[Items stored from a collection]
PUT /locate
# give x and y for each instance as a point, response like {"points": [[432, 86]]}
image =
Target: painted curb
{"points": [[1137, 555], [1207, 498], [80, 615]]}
---
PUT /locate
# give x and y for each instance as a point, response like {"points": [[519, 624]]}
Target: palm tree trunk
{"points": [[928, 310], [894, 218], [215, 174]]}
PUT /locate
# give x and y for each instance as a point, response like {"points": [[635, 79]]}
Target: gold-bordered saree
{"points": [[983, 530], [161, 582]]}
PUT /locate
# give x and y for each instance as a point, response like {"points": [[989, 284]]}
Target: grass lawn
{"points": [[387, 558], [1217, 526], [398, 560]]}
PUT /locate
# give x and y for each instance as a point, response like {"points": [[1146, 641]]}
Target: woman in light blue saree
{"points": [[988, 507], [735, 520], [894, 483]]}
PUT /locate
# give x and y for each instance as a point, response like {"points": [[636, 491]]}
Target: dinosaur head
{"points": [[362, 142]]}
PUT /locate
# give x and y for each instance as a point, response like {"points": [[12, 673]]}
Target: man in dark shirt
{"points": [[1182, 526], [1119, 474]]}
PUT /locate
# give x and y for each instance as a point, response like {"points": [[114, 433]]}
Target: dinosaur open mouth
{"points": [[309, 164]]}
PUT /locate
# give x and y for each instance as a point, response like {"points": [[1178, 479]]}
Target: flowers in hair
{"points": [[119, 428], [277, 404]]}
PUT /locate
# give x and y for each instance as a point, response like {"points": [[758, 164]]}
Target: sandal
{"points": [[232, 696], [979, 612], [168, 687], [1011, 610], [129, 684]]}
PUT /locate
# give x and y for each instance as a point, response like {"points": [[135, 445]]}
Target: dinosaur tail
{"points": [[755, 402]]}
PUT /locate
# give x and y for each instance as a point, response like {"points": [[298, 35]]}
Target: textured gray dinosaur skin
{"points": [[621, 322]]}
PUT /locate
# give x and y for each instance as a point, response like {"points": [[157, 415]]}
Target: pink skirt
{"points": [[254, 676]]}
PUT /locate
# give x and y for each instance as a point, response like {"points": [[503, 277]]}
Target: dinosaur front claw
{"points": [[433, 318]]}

→ The problem:
Report every line above that contains the word "saree", copying each such line in full.

→ Written solution:
Target: gold-bordered saree
Target: woman in light blue saree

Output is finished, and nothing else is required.